─── Information given

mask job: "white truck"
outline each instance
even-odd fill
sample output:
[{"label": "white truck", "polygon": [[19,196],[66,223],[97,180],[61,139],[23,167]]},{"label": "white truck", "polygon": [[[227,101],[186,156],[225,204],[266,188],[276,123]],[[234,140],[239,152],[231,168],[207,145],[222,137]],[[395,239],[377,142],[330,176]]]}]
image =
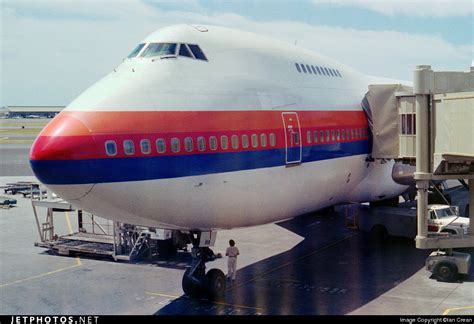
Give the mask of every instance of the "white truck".
[{"label": "white truck", "polygon": [[[388,235],[415,238],[416,208],[373,207],[361,205],[358,212],[358,227],[371,232],[377,239]],[[459,215],[456,206],[428,205],[428,234],[468,234],[469,218]]]}]

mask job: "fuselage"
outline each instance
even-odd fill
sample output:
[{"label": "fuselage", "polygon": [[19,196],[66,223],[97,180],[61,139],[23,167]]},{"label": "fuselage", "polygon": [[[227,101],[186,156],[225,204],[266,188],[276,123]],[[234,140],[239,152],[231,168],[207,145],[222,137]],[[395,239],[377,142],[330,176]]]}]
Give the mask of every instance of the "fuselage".
[{"label": "fuselage", "polygon": [[31,149],[38,179],[76,207],[130,224],[209,230],[406,188],[392,180],[393,162],[366,162],[360,102],[375,79],[221,27],[172,26],[141,44]]}]

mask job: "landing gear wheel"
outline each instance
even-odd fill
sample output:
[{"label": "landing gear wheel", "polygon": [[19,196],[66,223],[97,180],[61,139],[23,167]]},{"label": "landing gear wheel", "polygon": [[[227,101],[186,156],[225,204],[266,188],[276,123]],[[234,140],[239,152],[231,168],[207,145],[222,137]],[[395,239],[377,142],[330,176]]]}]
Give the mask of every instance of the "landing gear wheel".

──────

• **Do this**: Convert all of the items above into a JSON list of strings, with one string for each line. Omit blank lines and leave the pictures out.

• **Answer below**:
[
  "mask job: \"white truck\"",
  "outline each instance",
  "even-odd fill",
  "sample output:",
  "[{\"label\": \"white truck\", \"polygon\": [[19,196],[66,223],[97,180],[61,139],[23,167]]},{\"label\": \"white truck\", \"polygon\": [[[227,101],[186,156],[225,204],[266,188],[276,123]],[[234,140],[239,152],[231,168],[207,145],[222,137]],[[395,239],[377,142],[330,176]]]}]",
  "image =",
  "Give the mask of every instance of the \"white truck\".",
  "[{\"label\": \"white truck\", \"polygon\": [[[388,235],[415,238],[416,208],[373,207],[361,205],[358,212],[358,227],[371,232],[377,239]],[[459,215],[456,206],[428,205],[428,234],[468,234],[469,218]]]}]",
  "mask job: \"fuselage\"",
  "outline each instance",
  "even-odd fill",
  "sample output:",
  "[{\"label\": \"fuselage\", \"polygon\": [[19,196],[66,223],[97,180],[61,139],[23,167]]},{\"label\": \"fuselage\", \"polygon\": [[[227,101],[186,156],[225,204],[266,188],[276,123]],[[234,140],[239,152],[231,168],[207,145],[222,137]],[[395,239],[377,142],[330,176]]]}]",
  "Give the mask of every instance of the \"fuselage\".",
  "[{\"label\": \"fuselage\", \"polygon\": [[31,149],[38,179],[76,207],[130,224],[209,230],[406,188],[392,180],[393,162],[366,162],[360,102],[375,79],[221,27],[172,26],[141,44]]}]",
  "mask job: \"landing gear wheel\"",
  "outline each instance",
  "even-odd fill",
  "sample output:",
  "[{\"label\": \"landing gear wheel\", \"polygon\": [[19,196],[66,223],[97,180],[61,139],[23,167]]},{\"label\": \"landing gear wheel\", \"polygon\": [[[227,101],[186,156],[225,204],[266,188],[276,123]],[[234,140],[239,152],[231,168],[207,145],[222,137]],[[395,239],[377,142],[330,176]]]}]",
  "Give the mask of every instance of the \"landing gear wheel\"."
]